DOCUMENT SECTION –
◇ ◇ ◇ ◇ ◇ ◇ ◇

The Incarnation
How Fred Claus brought me to a humbling yet beautiful understanding of Christmas.
Last night, my family and I were watching the movie, Fred Claus. In the movie, Fred (Vince Vaughn) is the black sheep brother of Nicholas (Paul Giamatti) aka St. Nicholas aka Santa Claus. They are a supremely dysfunctional family thanks to their mother and I always enjoy the way Vince Vaughn plays these characters. The subtle jabs and the not so subtle. The mock offense. The charming play with words to make the character forget they were mad. I appreciate that level of manipulation. But none of that, is why I’m writing this.
The ultimate premise of the movie, ends up being that there should be no naughty and nice list. No kids are really naughty. Many if not all of them are dealing with pain and suffering that results in their bad behavior and they all deserve a gift on Christmas.

◇ ◇ ◇ ◇ ◇ ◇ ◇

Saved entries
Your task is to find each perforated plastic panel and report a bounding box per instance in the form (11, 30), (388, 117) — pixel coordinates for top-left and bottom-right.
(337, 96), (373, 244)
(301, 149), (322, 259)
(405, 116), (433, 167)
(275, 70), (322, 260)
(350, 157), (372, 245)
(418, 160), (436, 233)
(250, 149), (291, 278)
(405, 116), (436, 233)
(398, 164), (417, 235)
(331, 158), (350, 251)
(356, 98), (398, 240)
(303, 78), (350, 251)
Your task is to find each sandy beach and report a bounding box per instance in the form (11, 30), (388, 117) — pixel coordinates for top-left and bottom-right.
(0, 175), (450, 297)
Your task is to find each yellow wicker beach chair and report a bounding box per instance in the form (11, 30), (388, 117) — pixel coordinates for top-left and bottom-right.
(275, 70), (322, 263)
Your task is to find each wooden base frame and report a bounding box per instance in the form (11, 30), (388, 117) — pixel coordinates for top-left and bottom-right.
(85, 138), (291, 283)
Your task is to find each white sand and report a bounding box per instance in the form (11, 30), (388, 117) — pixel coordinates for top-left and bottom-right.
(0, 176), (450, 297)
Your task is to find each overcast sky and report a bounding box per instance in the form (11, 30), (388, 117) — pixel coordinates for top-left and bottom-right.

◇ ◇ ◇ ◇ ◇ ◇ ◇

AIM OF THE TASK – In the blog post about the movie Fred Claus, what is the movie's ultimate premise? The saved entries play no part in what comes next.

RESPONSE AREA – That there should be no naughty and nice list, because no kids are really naughty and they all deserve a gift on Christmas.